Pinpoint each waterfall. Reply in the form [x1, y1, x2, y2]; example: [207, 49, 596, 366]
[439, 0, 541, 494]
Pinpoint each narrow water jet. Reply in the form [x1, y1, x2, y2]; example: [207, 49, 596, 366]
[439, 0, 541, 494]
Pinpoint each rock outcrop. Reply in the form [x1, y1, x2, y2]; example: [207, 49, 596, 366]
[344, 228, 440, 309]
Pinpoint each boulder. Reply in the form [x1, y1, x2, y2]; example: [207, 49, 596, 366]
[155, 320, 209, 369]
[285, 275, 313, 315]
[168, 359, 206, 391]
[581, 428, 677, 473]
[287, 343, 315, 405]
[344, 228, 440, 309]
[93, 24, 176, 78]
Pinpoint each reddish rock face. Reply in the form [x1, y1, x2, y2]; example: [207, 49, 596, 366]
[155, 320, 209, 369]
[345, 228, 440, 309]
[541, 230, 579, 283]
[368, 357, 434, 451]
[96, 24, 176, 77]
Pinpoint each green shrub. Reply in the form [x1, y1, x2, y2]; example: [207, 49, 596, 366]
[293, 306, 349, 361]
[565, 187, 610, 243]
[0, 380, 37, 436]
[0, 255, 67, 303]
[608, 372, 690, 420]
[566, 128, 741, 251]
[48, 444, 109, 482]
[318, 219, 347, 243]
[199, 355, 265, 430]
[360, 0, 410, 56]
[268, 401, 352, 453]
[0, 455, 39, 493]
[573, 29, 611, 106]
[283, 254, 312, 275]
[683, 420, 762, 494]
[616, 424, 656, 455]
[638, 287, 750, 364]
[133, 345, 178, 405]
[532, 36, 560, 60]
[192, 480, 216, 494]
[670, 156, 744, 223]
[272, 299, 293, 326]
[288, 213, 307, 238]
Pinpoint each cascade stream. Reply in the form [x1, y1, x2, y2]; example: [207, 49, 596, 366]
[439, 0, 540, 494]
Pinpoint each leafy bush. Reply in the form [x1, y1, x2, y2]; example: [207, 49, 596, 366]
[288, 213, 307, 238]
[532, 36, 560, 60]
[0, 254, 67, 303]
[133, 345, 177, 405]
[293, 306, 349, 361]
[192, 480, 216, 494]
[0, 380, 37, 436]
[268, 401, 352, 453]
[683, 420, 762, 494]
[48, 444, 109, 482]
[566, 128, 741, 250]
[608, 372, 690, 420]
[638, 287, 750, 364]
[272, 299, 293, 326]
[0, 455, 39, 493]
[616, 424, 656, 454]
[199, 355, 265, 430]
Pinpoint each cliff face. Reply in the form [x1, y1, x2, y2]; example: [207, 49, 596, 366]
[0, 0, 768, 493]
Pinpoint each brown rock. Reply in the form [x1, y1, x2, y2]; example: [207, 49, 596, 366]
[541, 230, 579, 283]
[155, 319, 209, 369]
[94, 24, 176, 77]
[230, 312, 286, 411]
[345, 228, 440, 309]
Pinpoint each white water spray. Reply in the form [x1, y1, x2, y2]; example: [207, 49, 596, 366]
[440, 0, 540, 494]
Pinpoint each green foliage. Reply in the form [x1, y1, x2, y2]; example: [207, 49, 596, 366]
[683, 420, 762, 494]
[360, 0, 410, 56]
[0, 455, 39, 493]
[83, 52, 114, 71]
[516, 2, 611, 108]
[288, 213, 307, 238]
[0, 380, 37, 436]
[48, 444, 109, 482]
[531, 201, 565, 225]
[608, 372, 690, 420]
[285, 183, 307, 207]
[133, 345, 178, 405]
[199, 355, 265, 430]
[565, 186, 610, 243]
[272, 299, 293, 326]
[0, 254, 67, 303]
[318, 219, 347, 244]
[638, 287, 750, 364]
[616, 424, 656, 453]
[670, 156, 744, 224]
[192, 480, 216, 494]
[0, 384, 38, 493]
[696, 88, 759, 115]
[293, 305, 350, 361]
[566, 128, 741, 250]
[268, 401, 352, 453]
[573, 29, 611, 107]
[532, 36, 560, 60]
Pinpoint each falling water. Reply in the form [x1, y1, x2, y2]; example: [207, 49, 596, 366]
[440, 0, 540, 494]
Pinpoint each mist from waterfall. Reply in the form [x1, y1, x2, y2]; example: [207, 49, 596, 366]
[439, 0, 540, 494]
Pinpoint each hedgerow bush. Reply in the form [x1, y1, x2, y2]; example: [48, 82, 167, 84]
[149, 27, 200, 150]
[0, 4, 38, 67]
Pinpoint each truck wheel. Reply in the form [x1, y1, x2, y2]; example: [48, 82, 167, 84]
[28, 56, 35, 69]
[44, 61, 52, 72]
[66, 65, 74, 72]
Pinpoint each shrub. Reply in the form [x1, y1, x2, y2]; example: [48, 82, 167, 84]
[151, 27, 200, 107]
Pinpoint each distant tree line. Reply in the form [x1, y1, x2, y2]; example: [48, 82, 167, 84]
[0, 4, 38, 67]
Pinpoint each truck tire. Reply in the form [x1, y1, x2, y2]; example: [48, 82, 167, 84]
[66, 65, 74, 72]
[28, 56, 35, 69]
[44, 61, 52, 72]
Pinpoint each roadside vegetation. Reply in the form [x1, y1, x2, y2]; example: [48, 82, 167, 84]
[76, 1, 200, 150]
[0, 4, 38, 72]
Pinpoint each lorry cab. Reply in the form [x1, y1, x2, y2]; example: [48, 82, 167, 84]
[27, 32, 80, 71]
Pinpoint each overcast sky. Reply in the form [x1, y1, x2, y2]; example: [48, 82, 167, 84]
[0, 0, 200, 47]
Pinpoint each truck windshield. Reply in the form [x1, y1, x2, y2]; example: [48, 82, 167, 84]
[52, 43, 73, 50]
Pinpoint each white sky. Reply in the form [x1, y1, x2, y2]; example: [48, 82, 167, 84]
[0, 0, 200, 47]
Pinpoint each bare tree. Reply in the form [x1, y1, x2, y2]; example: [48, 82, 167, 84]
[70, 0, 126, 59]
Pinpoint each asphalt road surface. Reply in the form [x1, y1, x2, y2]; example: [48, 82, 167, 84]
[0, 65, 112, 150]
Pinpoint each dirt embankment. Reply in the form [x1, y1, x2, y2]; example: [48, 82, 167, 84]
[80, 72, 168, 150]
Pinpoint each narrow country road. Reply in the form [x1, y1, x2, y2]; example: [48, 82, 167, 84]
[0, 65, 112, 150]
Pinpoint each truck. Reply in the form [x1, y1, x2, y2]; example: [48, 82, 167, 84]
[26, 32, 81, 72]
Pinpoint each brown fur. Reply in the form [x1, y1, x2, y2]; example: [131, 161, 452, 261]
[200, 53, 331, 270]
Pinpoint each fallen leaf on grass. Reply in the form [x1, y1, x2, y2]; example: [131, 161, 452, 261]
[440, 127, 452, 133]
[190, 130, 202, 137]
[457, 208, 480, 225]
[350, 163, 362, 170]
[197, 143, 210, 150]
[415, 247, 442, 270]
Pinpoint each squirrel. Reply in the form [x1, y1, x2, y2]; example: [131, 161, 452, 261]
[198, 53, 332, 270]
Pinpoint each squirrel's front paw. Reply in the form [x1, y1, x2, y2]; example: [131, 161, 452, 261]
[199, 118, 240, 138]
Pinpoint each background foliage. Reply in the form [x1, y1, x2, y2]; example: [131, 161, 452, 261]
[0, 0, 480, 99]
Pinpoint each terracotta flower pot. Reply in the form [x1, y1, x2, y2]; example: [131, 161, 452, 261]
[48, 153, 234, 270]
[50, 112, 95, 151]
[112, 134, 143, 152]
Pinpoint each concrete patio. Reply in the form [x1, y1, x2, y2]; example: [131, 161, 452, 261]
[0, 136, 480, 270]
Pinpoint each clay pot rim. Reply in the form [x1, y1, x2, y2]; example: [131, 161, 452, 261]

******************************

- **The exercise**
Please return the material from the line with "Pinpoint each white sky." up to and including the line with "[200, 53, 331, 270]", copying each line exactly.

- **Exercise result**
Pinpoint each white sky. Reply in the form [x1, y1, x2, y2]; example: [48, 82, 167, 84]
[0, 0, 200, 47]
Pinpoint each bare tree. Reply in the form [x1, y1, x2, y2]; example: [48, 82, 167, 84]
[70, 0, 126, 59]
Pinpoint each asphalt road surface. Reply in the form [x1, y1, x2, y2]; example: [48, 82, 167, 84]
[0, 65, 112, 150]
Pinpoint each dirt embankment. Reply in the form [x1, y1, x2, y2]; example: [48, 82, 167, 84]
[80, 72, 168, 150]
Pinpoint each narrow country road. Reply in the form [x1, y1, x2, y2]; example: [48, 82, 167, 84]
[0, 65, 112, 150]
Pinpoint each truck. Reply in the form [x1, y1, x2, y2]; example: [48, 82, 167, 84]
[26, 32, 81, 72]
Pinpoint each brown fur. Reply in the form [x1, y1, x2, y2]; example: [131, 161, 452, 261]
[200, 53, 331, 270]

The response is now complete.